DIRECTIONS –
1) Answer these questions from the commentary on the nations of the land:
(a) How many Canaanite nations occupied the land?
(b) What rules the "beasts of the field"?
(c) In which daily prayer are the middos hinted at?
2) Please reproduce the commentary on the nations of the land word for word from "When we enter" to "promote its survival.".

PAGE EXTRACT –
---*---

The powerful “nations of the land” who built fortified cities and established military forces are parallel to various forms of knowledge and information which could be used to construct a thriving beneficial civilization based on truth and justice or a corrupt society.  When the seven Canaanite nations who occupied the land chose to use their knowledge to live an immoral existence, those nations came to represent the seven kelipos, unholy husks, the negative counterparts of the seven positive spiritual attributes expressive of Hashem’s goodness and humanity’s true goal (Likutei Torah, Kisvei Ari, Parashas Devarim, d’h, Yesh Ladaas).  These are the middos of chessed, loving kindness for the sake of Heaven, gevura, directed holiness through discipline, tiferes, harmony through the Torah, netzach, eternal connection to the Creator’s will, hod, splendor in the service of Hashem, yesod, moral purity in righteousness and malchus, the power of royalty to orchestrate and combine them all.  These middos are hinted at in our daily prayer of Vayevareich David when we say, Lecha Hashem, “Onto you Hashem, we ascribe Hagedula (chessed), Vehagevura, Vehatiferes …”  Thus, in the hands  of the Canaanite nations, wisdom or knowledge became a vehicle for the pursuit of  amoral, unprincipled and unethical diversions.


The “beasts of the field” represent the baser emotions which will clamor for the fulfillment of personal desires at the expense of loftier goals unless they are properly channeled. These “beasts of the field” are ruled by the heart and lead one to self-serving, ego pleasing pleasure seeking.


When we enter the Land – meaning when we begin the process of transforming ourselves, we must confront two fierce adversaries which have to be subdued and controlled: One is the powerful, well fortified intellect which navigates through the world using verifiable scientific and sociological data and submits to society’s codes and mores in order to promote its survival.

---*---

RECORDS –
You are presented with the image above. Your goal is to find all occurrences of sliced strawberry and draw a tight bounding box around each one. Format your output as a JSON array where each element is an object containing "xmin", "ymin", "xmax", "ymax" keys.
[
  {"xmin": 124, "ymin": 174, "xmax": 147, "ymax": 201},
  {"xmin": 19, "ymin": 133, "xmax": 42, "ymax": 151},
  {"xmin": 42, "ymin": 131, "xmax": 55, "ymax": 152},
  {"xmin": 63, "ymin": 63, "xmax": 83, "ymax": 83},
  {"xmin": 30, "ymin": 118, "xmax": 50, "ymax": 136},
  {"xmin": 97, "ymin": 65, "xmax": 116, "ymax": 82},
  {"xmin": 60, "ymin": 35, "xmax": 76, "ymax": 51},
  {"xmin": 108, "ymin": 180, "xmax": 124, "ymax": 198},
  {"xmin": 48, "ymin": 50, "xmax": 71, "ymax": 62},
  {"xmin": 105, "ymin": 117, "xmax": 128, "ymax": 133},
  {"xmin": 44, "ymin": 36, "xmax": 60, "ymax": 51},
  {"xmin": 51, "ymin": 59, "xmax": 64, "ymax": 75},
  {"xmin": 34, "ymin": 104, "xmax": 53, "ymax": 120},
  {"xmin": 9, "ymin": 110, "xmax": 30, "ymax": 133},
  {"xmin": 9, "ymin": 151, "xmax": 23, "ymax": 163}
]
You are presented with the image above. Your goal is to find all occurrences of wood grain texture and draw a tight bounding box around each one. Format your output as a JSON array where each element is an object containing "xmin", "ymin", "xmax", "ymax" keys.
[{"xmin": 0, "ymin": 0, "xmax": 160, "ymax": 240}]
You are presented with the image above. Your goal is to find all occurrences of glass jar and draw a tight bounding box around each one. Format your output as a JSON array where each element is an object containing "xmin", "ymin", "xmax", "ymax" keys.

---*---

RESULTS BY TASK –
1)
(a) Seven.
(b) The heart.
(c) Vayevareich David.

2)
When we enter the Land – meaning when we begin the process of transforming ourselves, we must confront two fierce adversaries which have to be subdued and controlled: One is the powerful, well fortified intellect which navigates through the world using verifiable scientific and sociological data and submits to society’s codes and mores in order to promote its survival.